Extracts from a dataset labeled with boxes
# # # #

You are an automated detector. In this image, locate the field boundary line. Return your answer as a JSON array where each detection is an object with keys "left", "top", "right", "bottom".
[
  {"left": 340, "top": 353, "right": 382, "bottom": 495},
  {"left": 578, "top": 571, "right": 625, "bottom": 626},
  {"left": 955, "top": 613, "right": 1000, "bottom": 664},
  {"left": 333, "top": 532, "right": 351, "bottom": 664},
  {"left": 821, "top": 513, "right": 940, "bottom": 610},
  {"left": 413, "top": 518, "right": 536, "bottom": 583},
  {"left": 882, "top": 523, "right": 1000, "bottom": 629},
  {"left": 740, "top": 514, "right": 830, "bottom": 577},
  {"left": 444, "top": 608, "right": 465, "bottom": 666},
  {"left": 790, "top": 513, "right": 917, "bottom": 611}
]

# # # #

WORK TO COMPLETE
Copy every one of the lines above without any changes.

FINISHED TASK
You are an automated detector. In this image, locate the field boundary line. Return your answer as a JSON array where each detection is an object with keys "left", "top", "right", "bottom".
[
  {"left": 340, "top": 353, "right": 382, "bottom": 495},
  {"left": 578, "top": 571, "right": 625, "bottom": 626},
  {"left": 955, "top": 613, "right": 1000, "bottom": 664},
  {"left": 333, "top": 532, "right": 351, "bottom": 664},
  {"left": 821, "top": 513, "right": 940, "bottom": 610},
  {"left": 413, "top": 518, "right": 536, "bottom": 583},
  {"left": 882, "top": 523, "right": 1000, "bottom": 629},
  {"left": 740, "top": 514, "right": 830, "bottom": 577},
  {"left": 444, "top": 608, "right": 465, "bottom": 666},
  {"left": 790, "top": 513, "right": 917, "bottom": 611}
]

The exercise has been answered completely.